This is a scalability issue, specifically that every cpu on the
return-to-guest path polls the bytes making up do_work.  See below for
my suggestion to fix this.

> +
> +static int schedule_work(struct payload *data, uint32_t cmd, uint32_t timeout);
> +
>  static const char *state2str(int32_t state)
>  {
>  #define STATE(x) [XSPLICE_STATE_##x] = #x
> @@ -61,14 +92,23 @@ static const char *state2str(int32_t state)
>  static void xsplice_printall(unsigned char key)
>  {
>      struct payload *data;
> +    unsigned int i;
>  
>      spin_lock(&payload_lock);
>  
>      list_for_each_entry ( data, &payload_list, list )
> -        printk(" name=%s state=%s(%d) %p using %zu pages.\n", data->name,
> +    {
> +        printk(" name=%s state=%s(%d) %p using %zu pages:\n", data->name,
>                 state2str(data->state), data->state, data->payload_address,
>                 data->payload_pages);
>  
> +        for ( i = 0; i < data->nfuncs; i++ )

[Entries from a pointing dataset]
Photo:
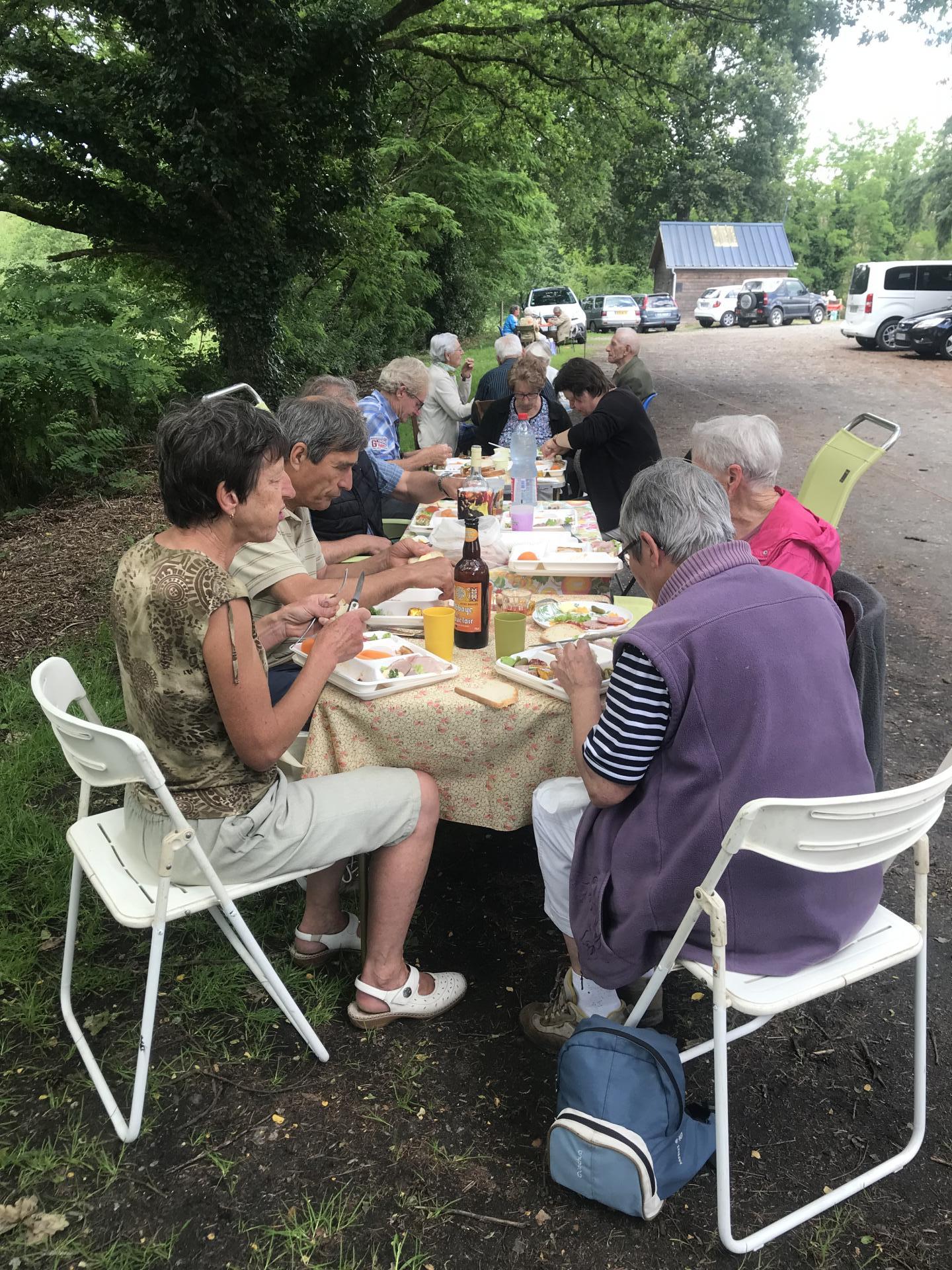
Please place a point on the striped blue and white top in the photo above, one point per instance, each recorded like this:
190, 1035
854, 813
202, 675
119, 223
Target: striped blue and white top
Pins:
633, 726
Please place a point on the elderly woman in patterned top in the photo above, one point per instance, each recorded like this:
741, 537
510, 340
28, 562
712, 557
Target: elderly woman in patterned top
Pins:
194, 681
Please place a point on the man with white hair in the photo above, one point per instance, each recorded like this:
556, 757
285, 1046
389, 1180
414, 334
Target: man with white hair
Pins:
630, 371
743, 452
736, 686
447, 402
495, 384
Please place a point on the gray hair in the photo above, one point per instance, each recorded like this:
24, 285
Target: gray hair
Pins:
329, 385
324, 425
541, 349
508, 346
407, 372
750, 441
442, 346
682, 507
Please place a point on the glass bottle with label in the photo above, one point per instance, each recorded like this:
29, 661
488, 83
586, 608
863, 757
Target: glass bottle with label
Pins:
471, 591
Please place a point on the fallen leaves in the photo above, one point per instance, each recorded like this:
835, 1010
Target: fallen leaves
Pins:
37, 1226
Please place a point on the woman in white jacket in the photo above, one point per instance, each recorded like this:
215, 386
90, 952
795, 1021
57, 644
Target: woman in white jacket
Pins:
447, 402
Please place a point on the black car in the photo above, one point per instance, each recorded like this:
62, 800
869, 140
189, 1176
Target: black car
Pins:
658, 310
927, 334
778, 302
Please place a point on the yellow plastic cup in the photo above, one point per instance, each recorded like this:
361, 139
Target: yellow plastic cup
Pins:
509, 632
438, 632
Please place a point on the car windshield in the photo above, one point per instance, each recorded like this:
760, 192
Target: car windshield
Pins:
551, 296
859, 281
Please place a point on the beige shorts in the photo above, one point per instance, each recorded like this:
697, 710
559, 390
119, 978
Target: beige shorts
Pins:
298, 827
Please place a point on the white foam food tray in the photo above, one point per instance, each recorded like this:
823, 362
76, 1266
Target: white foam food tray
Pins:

...

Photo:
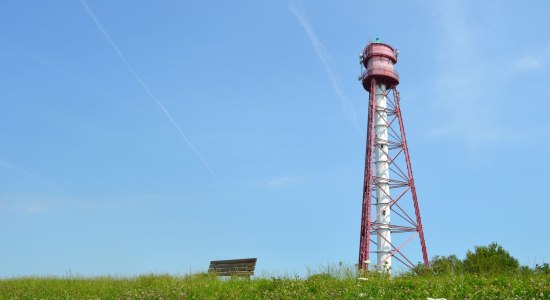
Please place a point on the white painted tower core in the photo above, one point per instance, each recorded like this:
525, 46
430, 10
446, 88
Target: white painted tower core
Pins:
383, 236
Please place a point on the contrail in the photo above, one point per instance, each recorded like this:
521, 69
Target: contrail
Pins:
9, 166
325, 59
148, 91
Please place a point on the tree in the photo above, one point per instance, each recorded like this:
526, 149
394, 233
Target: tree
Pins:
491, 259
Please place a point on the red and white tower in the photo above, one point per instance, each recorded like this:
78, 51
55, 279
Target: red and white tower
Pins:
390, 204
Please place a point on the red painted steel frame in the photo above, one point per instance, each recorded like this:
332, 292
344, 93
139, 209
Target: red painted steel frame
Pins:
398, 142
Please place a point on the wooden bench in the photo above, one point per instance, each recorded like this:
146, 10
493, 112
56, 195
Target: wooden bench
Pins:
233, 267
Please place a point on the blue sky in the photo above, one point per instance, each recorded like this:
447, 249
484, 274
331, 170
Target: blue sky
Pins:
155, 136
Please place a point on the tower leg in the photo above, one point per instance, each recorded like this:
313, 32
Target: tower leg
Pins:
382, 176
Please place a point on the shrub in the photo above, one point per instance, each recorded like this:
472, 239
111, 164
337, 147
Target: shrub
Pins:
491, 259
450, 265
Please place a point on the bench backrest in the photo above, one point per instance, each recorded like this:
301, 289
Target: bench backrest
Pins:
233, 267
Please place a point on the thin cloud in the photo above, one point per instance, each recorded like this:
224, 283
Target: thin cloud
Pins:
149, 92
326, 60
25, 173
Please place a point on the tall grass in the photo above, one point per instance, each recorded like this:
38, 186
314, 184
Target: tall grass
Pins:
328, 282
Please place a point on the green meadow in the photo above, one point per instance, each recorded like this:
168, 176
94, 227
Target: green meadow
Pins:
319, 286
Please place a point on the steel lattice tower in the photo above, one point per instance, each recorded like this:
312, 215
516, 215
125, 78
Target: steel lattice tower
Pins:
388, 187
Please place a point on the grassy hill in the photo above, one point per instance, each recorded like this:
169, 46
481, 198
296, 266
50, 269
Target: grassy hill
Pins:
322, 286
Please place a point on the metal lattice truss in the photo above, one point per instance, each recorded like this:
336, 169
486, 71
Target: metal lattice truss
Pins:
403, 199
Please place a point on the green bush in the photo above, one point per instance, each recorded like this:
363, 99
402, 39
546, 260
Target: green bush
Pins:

### Problems to work on:
1. Answer these questions about the patch review excerpt:
(a) What does every cpu on the return-to-guest path poll?
(b) Which lock is passed to spin_lock in xsplice_printall?
(c) What variable does the patch declare as an unsigned int in xsplice_printall?
2. From the records, pull out every line that contains the string "core".

### Answers for the tasks:
1.
(a) The bytes making up do_work.
(b) payload_lock.
(c) i.

2.
Please place a point on the white painted tower core in the photo above, one point per instance, each recorded like this:
Target: white painted tower core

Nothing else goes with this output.